Tacos are a cultural touchstone in this country. From Texas to New Mexico to Southern California — everyone loves them, everyone has their favorite styles, and everyone thinks their way is best. SoCal, especially the Los Angeles area, is also the epicenter for comedy in the U.S. right now. Stand up, improv, sitcoms, podcasts, and all things comedy related emanate from the city. So those two elements colliding makes a certain degree of sense on the new First We Feast food show Tacos Con Todo (literally, tacos with everything), hosted by Long Beach local and L.A. stand up Jesus Trejo.

Trejo’s new show is part of his ascension to the comedy big time. The show finds the comic traveling around Long Beach and Los Angeles neighborhoods with star comedians while dipping into iconic taco scenes from neighborhood to neighborhood. Tacos are eaten, comedy is parsed, and life is discussed — all over a plate after plate of amazing looking food.

Goal - Copy the passage about tacos and comedy word for word, everything from "Tacos are a" down to "up Jesus Trejo.".

Record set -
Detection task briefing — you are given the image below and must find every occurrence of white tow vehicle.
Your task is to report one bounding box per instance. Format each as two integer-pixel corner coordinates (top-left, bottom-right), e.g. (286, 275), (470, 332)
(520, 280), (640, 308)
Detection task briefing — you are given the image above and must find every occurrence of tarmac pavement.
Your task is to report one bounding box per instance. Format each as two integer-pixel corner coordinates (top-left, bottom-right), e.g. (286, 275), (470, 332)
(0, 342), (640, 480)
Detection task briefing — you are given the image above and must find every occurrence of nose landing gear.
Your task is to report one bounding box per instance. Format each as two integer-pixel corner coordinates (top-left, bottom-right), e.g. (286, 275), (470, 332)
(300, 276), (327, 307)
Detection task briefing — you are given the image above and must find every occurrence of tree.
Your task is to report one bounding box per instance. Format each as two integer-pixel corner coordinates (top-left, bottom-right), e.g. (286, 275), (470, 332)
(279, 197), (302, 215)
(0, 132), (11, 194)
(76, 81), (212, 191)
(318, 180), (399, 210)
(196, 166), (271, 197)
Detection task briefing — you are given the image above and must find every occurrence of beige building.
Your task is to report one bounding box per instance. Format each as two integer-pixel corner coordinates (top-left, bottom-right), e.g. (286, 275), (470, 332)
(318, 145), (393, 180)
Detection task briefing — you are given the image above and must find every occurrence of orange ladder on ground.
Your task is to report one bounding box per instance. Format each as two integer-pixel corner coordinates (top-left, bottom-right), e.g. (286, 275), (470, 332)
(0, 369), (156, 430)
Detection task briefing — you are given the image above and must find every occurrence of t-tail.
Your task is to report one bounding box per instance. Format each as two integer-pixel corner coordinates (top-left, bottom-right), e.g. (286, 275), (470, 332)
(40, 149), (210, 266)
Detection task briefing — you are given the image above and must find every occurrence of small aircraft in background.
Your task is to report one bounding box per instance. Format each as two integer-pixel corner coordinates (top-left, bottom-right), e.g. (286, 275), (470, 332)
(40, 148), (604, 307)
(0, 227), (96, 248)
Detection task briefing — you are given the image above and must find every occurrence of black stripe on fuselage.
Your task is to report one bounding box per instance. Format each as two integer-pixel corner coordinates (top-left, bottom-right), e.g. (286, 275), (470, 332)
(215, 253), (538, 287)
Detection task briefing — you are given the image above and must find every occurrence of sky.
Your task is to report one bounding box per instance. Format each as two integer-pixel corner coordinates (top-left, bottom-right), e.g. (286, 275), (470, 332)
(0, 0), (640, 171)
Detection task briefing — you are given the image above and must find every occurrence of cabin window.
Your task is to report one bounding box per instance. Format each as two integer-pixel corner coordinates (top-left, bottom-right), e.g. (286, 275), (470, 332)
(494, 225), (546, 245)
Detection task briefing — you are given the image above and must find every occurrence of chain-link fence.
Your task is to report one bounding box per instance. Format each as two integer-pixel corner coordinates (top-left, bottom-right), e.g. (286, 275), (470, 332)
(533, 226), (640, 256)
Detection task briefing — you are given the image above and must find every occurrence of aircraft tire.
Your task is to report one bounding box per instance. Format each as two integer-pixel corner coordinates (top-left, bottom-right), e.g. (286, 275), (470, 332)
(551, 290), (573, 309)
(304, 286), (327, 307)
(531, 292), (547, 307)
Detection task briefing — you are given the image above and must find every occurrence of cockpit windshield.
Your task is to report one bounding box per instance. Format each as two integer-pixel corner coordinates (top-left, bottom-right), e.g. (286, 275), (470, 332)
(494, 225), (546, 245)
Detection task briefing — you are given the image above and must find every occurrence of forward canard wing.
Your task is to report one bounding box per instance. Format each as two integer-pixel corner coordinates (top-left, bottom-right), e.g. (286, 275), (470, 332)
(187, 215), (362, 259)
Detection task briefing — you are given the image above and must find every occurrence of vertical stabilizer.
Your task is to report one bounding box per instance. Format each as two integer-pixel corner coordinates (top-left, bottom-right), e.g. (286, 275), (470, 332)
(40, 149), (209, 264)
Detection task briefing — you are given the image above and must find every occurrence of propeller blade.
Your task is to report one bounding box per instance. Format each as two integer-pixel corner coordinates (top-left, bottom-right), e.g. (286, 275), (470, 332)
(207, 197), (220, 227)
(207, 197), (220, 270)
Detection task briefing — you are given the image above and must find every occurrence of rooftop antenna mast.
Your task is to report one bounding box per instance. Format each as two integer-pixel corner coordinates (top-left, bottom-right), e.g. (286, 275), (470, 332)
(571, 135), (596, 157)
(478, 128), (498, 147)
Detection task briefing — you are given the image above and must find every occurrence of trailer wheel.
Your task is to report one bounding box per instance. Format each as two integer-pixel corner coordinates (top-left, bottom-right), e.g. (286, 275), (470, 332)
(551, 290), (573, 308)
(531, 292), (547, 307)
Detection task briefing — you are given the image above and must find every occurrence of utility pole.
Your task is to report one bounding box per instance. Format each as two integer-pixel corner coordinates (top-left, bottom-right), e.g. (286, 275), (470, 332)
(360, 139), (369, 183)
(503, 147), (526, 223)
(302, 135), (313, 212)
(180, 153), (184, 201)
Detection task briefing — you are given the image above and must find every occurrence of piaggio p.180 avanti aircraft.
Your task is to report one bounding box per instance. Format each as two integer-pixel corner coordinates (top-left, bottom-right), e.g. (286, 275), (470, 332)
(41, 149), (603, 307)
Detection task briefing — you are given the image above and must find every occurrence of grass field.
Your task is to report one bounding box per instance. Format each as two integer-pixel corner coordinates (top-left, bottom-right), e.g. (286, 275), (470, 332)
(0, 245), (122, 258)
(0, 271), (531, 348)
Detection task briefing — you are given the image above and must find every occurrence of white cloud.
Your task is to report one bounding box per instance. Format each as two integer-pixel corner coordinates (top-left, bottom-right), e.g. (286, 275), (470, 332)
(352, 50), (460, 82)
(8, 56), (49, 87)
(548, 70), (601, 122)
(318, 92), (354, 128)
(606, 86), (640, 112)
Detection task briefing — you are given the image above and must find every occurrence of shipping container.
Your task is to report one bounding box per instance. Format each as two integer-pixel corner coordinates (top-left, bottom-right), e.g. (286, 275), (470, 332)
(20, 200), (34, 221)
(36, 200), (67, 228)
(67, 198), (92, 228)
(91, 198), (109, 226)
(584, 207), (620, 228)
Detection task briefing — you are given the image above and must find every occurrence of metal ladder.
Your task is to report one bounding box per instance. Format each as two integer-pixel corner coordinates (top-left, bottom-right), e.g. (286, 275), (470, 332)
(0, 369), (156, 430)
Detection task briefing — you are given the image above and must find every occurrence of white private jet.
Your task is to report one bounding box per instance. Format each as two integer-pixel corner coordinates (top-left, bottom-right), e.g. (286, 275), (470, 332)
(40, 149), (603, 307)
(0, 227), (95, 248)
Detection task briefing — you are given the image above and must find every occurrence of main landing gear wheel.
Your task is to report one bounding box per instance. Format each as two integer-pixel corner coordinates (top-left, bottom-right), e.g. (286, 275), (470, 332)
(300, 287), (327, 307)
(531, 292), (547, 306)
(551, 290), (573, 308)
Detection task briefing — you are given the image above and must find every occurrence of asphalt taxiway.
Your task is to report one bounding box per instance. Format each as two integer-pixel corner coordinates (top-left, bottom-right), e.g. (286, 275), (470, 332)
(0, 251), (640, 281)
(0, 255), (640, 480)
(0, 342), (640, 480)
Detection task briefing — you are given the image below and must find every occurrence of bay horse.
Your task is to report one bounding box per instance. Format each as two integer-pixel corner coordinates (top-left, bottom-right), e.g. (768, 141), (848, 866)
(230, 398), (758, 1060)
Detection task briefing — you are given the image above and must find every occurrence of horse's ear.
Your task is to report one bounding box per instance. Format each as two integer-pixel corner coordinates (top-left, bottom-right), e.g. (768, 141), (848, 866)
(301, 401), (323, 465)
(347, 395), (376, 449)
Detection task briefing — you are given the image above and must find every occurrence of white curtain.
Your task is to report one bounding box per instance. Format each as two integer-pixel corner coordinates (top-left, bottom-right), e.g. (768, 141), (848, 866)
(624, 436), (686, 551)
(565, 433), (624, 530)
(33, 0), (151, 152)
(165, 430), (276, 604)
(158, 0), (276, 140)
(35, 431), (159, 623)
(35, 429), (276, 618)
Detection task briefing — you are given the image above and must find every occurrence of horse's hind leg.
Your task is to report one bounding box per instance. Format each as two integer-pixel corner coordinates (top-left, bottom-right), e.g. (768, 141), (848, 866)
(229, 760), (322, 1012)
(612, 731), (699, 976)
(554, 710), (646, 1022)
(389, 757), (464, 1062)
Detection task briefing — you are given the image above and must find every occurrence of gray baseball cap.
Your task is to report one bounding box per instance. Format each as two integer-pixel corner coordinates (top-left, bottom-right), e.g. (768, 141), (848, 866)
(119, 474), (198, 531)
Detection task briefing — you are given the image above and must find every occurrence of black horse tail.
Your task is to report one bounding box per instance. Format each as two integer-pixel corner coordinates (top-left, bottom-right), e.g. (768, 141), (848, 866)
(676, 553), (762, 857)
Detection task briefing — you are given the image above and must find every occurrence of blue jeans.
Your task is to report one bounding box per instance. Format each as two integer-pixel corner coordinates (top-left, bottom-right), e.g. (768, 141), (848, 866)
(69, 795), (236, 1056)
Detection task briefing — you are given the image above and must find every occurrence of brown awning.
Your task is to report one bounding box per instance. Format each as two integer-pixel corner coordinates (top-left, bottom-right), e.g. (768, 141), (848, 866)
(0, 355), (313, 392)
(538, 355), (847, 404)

Expected answer -
Tacos are a cultural touchstone in this country. From Texas to New Mexico to Southern California — everyone loves them, everyone has their favorite styles, and everyone thinks their way is best. SoCal, especially the Los Angeles area, is also the epicenter for comedy in the U.S. right now. Stand up, improv, sitcoms, podcasts, and all things comedy related emanate from the city. So those two elements colliding makes a certain degree of sense on the new First We Feast food show Tacos Con Todo (literally, tacos with everything), hosted by Long Beach local and L.A. stand up Jesus Trejo.